** Begin Task input **

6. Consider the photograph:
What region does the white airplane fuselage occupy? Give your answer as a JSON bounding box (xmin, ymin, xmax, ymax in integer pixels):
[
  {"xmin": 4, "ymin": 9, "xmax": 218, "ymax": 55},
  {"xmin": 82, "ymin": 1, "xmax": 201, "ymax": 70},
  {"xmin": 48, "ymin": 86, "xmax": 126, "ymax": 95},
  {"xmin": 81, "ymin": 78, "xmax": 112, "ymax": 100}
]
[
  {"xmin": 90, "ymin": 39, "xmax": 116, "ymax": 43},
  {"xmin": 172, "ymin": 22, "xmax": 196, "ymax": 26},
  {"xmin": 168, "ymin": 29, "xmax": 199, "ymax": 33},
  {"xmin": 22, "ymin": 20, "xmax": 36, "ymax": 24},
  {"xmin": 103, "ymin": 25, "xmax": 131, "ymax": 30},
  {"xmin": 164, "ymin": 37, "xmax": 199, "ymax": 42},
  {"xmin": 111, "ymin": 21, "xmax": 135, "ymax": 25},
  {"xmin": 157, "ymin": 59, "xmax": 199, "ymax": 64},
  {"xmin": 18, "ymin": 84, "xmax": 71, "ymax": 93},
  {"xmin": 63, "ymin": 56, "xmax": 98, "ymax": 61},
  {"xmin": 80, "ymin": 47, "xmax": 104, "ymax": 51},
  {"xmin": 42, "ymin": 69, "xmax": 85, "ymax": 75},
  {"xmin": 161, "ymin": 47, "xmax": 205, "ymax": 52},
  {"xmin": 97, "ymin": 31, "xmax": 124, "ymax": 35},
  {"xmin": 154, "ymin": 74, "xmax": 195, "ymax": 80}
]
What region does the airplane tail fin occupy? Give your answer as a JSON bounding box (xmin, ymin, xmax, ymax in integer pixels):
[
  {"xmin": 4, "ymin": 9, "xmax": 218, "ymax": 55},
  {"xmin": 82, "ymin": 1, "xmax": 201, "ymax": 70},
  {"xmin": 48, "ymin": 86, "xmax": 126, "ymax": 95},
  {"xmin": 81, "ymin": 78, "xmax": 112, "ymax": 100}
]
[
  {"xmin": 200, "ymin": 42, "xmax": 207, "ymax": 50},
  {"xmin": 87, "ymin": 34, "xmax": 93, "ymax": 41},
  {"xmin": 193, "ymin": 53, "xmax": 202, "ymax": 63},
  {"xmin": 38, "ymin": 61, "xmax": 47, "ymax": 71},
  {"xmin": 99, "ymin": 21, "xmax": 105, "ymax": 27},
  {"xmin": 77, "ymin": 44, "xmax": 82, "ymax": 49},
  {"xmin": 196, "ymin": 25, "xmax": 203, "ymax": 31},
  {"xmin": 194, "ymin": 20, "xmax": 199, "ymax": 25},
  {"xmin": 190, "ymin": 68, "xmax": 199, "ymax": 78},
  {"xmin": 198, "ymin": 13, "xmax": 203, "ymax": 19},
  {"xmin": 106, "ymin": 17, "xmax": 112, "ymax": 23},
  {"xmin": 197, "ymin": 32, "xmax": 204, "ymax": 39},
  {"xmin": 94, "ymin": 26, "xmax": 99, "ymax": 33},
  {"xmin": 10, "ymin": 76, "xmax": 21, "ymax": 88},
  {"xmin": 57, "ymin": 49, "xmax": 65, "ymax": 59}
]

** End Task input **

**Written exercise:** Take the entries above and transcribe them in full.

**Response:**
6. Consider the photograph:
What region does the white airplane fuselage occupy? Give your answer as a JSON bounding box (xmin, ymin, xmax, ymax in integer pixels):
[
  {"xmin": 4, "ymin": 9, "xmax": 218, "ymax": 55},
  {"xmin": 82, "ymin": 1, "xmax": 201, "ymax": 70},
  {"xmin": 48, "ymin": 86, "xmax": 126, "ymax": 95},
  {"xmin": 81, "ymin": 78, "xmax": 112, "ymax": 100}
]
[
  {"xmin": 90, "ymin": 39, "xmax": 116, "ymax": 43},
  {"xmin": 172, "ymin": 22, "xmax": 196, "ymax": 26},
  {"xmin": 168, "ymin": 29, "xmax": 199, "ymax": 33},
  {"xmin": 22, "ymin": 20, "xmax": 36, "ymax": 24},
  {"xmin": 103, "ymin": 25, "xmax": 131, "ymax": 30},
  {"xmin": 164, "ymin": 37, "xmax": 199, "ymax": 42},
  {"xmin": 111, "ymin": 21, "xmax": 135, "ymax": 25},
  {"xmin": 157, "ymin": 59, "xmax": 199, "ymax": 64},
  {"xmin": 18, "ymin": 84, "xmax": 71, "ymax": 93},
  {"xmin": 63, "ymin": 56, "xmax": 98, "ymax": 61},
  {"xmin": 80, "ymin": 47, "xmax": 104, "ymax": 51},
  {"xmin": 42, "ymin": 69, "xmax": 85, "ymax": 75},
  {"xmin": 161, "ymin": 47, "xmax": 205, "ymax": 52},
  {"xmin": 97, "ymin": 31, "xmax": 124, "ymax": 35},
  {"xmin": 154, "ymin": 74, "xmax": 195, "ymax": 80}
]
What region does the airplane tail fin occupy? Give your answer as a JSON bounding box (xmin, ymin, xmax, ymax in integer pixels):
[
  {"xmin": 4, "ymin": 9, "xmax": 218, "ymax": 55},
  {"xmin": 82, "ymin": 1, "xmax": 201, "ymax": 70},
  {"xmin": 48, "ymin": 86, "xmax": 126, "ymax": 95},
  {"xmin": 81, "ymin": 78, "xmax": 112, "ymax": 100}
]
[
  {"xmin": 200, "ymin": 42, "xmax": 207, "ymax": 50},
  {"xmin": 87, "ymin": 34, "xmax": 93, "ymax": 41},
  {"xmin": 193, "ymin": 53, "xmax": 202, "ymax": 63},
  {"xmin": 38, "ymin": 61, "xmax": 47, "ymax": 71},
  {"xmin": 99, "ymin": 21, "xmax": 105, "ymax": 27},
  {"xmin": 77, "ymin": 44, "xmax": 82, "ymax": 49},
  {"xmin": 196, "ymin": 25, "xmax": 203, "ymax": 31},
  {"xmin": 194, "ymin": 20, "xmax": 199, "ymax": 25},
  {"xmin": 190, "ymin": 68, "xmax": 199, "ymax": 78},
  {"xmin": 198, "ymin": 13, "xmax": 203, "ymax": 19},
  {"xmin": 106, "ymin": 17, "xmax": 112, "ymax": 23},
  {"xmin": 197, "ymin": 32, "xmax": 204, "ymax": 39},
  {"xmin": 94, "ymin": 26, "xmax": 99, "ymax": 33},
  {"xmin": 10, "ymin": 76, "xmax": 21, "ymax": 88},
  {"xmin": 57, "ymin": 49, "xmax": 65, "ymax": 59}
]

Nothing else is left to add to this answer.